WASHINGTON—Brandishing shotguns and semiautomatic pistols, members of the 112th U.S. Congress took a class of visiting schoolchildren hostage today, barricading themselves inside the Capitol rotunda and demanding $12 trillion dollars in cash.
Enlarge ImageIf the money is not delivered by this evening, members of Congress say they will shoot a new child every hour on the hour.
House Speaker John Boehner (R-OH), who has emerged as spokesman for the bipartisan group, informed FBI negotiators this morning that the ransom was to be placed in stainless-steel suitcases and left on the Capitol steps by 4 p.m. sharp. If their demands are not met in full, the 11-term representative announced, "all the kids will die."
"Bring us the money and we let the children go, simple as that," said Boehner, appearing in the East Portico with a serrated switchblade held to one of the fourth-grader's throats. "If you want to play games and stall for extra time, we're going to shoot one kid an hour, starting with little Dillon here."
"Tick tock," he added, vanishing back into the building with the terrified child in tow.
Shaken witnesses reported that the ordeal broke out around 10 a.m. this morning, when in the midst of a Capitol building tour, Sen. Harry Reid (D-NV) suddenly burst into the National Statuary Hall with a pair of black panty hose over his head and began firing a Beretta 9 mm handgun into the air, shouting, "Everybody down! Everybody get the fuck down!"
The schoolchildren were then led at gunpoint into the nearby Great Rotunda, where an agitated, profusely sweating Rep. Peter Roskam (R-IL) bound their hands and feet and duct-taped them to various sculptures, including a monument to women's suffrage and a marble figure of former president James Garfield. Although cell phones were confiscated immediately, one student managed to tweet a short video showing what appeared to be Sen. Chuck Schumer (D-NY) pistol-whipping a chaperone who attempted to yell for help.
"It's a very tense situation at the moment, and these things take time—more time than we've got," Special Agent Douglas Burkett of the FBI Crisis Negotiation Unit said. "We have snipers on the Supreme Court building, the Ulysses S. Grant Memorial, and the National Museum of the American Indian, but so far none of them has been able to get a clear shot at any senators or representatives."

☆ ☆ ☆ ☆ ☆

Work instructions:
Continue the news story about members of Congress holding schoolchildren hostage in the Capitol rotunda, picking up right after its final sentence.

Saved entries:
☆ ☆ ☆ ☆ ☆

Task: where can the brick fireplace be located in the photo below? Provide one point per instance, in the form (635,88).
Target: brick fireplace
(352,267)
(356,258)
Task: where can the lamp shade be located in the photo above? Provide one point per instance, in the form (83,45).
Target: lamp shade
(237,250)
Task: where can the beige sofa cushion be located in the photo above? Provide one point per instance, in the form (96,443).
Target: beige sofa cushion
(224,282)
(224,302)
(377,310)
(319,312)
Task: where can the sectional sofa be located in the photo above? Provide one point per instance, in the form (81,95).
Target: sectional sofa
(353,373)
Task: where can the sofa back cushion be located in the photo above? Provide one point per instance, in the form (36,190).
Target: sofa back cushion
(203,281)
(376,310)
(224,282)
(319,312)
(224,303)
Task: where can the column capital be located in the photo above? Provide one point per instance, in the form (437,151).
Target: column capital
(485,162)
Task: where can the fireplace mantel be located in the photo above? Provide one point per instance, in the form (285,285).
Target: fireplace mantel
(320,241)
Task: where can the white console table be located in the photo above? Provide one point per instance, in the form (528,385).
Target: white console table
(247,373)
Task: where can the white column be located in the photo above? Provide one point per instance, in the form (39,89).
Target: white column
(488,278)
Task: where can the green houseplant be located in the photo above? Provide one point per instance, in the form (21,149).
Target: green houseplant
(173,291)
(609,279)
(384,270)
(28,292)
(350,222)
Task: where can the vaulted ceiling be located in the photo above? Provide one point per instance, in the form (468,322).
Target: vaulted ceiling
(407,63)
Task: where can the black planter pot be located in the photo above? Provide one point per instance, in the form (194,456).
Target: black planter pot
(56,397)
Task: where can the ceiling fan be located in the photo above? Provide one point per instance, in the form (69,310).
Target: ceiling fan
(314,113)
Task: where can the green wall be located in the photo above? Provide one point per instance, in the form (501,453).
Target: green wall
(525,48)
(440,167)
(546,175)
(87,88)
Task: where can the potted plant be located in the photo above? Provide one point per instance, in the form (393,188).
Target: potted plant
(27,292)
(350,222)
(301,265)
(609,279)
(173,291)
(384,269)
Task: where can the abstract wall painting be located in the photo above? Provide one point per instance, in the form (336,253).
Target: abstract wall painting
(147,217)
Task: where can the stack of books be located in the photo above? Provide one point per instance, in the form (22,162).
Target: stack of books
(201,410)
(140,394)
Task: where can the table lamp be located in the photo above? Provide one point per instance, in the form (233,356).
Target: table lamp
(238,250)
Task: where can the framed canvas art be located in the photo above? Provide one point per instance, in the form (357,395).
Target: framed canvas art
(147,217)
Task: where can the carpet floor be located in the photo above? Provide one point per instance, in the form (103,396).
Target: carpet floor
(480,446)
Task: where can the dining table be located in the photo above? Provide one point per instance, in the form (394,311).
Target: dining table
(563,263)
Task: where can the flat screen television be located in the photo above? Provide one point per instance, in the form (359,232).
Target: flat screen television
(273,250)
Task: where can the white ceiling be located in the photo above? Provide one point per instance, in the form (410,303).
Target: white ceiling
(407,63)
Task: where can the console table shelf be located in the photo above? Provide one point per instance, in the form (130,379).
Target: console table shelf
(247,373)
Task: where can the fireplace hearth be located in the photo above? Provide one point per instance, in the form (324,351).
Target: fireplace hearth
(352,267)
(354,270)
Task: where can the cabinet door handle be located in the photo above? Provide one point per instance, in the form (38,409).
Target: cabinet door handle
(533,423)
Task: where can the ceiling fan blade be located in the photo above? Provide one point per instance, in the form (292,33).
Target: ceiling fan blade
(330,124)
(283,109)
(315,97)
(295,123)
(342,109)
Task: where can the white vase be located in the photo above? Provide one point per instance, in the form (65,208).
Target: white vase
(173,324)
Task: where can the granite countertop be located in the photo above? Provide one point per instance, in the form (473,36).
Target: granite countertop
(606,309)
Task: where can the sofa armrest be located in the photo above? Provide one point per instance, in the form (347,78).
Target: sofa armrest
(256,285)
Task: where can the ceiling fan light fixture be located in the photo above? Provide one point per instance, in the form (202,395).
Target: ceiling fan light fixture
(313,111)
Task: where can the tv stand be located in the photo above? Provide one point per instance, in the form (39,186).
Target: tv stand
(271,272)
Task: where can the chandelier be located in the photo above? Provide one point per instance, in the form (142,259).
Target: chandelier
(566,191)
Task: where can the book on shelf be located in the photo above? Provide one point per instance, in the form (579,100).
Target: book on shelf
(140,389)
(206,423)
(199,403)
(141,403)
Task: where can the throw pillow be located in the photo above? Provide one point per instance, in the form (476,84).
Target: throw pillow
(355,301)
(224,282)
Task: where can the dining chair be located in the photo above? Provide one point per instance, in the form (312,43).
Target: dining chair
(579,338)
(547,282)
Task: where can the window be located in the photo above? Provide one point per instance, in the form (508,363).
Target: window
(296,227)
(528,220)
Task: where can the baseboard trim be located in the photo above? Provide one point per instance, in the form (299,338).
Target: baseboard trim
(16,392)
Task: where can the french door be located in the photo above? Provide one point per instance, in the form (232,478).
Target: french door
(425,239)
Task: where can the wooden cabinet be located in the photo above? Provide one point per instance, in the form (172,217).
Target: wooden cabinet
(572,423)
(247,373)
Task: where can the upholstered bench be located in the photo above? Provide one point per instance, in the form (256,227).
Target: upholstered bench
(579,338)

☆ ☆ ☆ ☆ ☆

Response area:
"While there's an assault team on the way, they won't be able to breach the door if members of Congress have rigged the place with explosives," Burkett added. "And that's quite possible. From the looks of things, I'd say they've been planning this for a while."
As the dramatic standoff continues to unfold, the bipartisan gang of lawmakers has laid out additional terms for releasing the children. Among the demands are guaranteed re-election in 2012, reduction of the veto-override threshold from two-thirds to one half of the Senate, new desks, and safe transport to Reagan National Airport with a fueled-up private jet waiting on the runway.
According to sources close to the 535-member legislative branch, Congress has recently fallen on hard times. Neighbors reported overhearing heated arguments going on late into the night about dangerously stretched budgets, a failing health care system, and the potential for an all-out government shutdown.
With the ransom deadline nearing and no apparent resolution in sight, President Barack Obama was summoned in a last-ditch effort to diffuse the situation. Despite an emotional bullhorn appeal to return to "honest talks aimed at reducing the national debt and getting millions of unemployed Americans back to work," the chief executive was met with silence.
"There's just no way of getting through to these people," said Obama, holding his head in his hands. "I know Speaker Boehner personally, and I know that he and his colleagues will not hesitate for a second to kill these poor children if they don't get their way."
"Trust me, this Congress will do it," the president added.